### Given problem
Resume the commentary on Hirsch's elegy after its final sentence, carrying the discussion forward.

===== Excerpted passage

Something about Craig’s List
Alcohol a drug called GHB
Someone called an ambulance
Something about emergency technicians
Who hooked him up to an IV
And tried to revive him
Something about his pallor
Skin cool to the touch
Pupils fixed and dilated
What elevates this elegy to such an original poetic pitch is Hirsch’s honesty in portraying such an unlovely life. Most elegies seek to dignify the dead they praise. Hirsch seeks to lay bare the facts, however unflattering, however uncomfortable they make us feel.
There is a raw inevitability to the poem. Once you hear of Gabriel the infant squirming his way out of his crib, you quickly intuit how he will squirm his way out of conformity to the world, a world inured to his suffering.
His is a problem that cannot be solved. His a riddle that yields no answer. Only cacophony and chaos reign. Only unmanageable emotions. Only a boy dearly loved and lost.

==========
===== Given entries

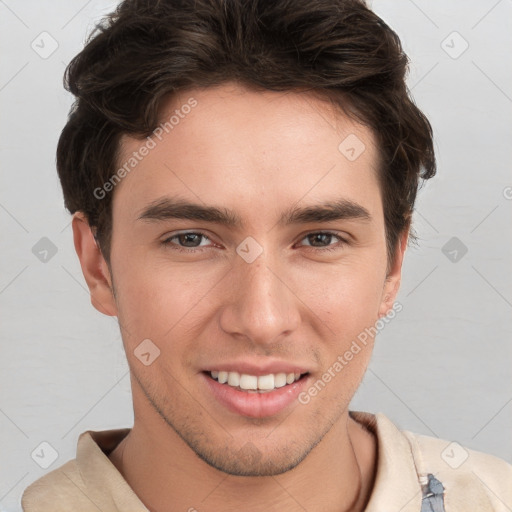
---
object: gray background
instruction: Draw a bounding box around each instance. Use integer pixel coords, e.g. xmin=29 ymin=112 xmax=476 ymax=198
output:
xmin=0 ymin=0 xmax=512 ymax=511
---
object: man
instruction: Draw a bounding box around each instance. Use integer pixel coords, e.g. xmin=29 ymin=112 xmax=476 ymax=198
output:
xmin=22 ymin=0 xmax=512 ymax=512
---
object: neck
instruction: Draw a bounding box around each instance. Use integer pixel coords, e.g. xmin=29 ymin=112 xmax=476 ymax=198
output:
xmin=109 ymin=411 xmax=377 ymax=512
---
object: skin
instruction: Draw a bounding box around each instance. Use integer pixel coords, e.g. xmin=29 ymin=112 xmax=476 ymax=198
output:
xmin=73 ymin=83 xmax=407 ymax=512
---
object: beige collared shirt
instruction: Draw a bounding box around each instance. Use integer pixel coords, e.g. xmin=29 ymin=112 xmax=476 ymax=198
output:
xmin=21 ymin=411 xmax=512 ymax=512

==========

### Result of this task
Lying facedown on top of a bus
Racing through a tunnel out of the city
A teenage boy finds himself
Plastered to the slippery roof
And breathing in the exhaust
The darkness visible at last
And then suddenly a blackbird
Floating like charred paper
The bruised blue sky
What form does sorrow take for the master poet? A beautiful three-line stanza free of punctuation, 10 stanzas to the page, nearly 80 pages to the poem. You immediately think of Dante’s terza rima, but Hirsch’s work remains decidedly unrhymed, breathlessly cascading in torrents of sadness.
Yet even in his despair, Hirsch doesn’t lose sight of poets who have grieved before him. Friedrich Ruckert with his 425 poems for his two youngest children, dead from scarlet fever. Rabindranath Tagore with his “The Child” for his 13-year-old daughter on her deathbed. Stephan Mallarme with his unfinished “A Tomb for Anatole,” his fragmented tribute to his 8-year-old son.
All struck down by loss. All seeking Art’s redemption. All mournfully empty, spent in the process of creating their poems.
Hirsch’s elegy ranks at the top. Philosophically astute, aesthetically profound, it leaves us on a harrowing note of agony.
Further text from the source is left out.